--- START ---

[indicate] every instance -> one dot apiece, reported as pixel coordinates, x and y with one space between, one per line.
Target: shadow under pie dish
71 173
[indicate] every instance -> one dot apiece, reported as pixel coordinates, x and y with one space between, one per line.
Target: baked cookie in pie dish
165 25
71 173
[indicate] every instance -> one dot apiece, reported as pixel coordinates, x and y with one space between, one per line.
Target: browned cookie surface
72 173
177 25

--- END ---

Would you give the listing again, word for word?

[indicate] every instance -> one dot apiece, reported as pixel coordinates, x and y with one space between, one per line.
Target: shadow under pie dish
71 173
[indicate] every instance -> one dot apiece, reported as pixel coordinates, x and y with one space between, one per line.
Target: baked cookie in pie dish
165 25
71 173
[indicate] every instance -> one dot apiece, reported as pixel coordinates, x and y with one space between, one per line.
Target: browned cookie surface
72 173
177 25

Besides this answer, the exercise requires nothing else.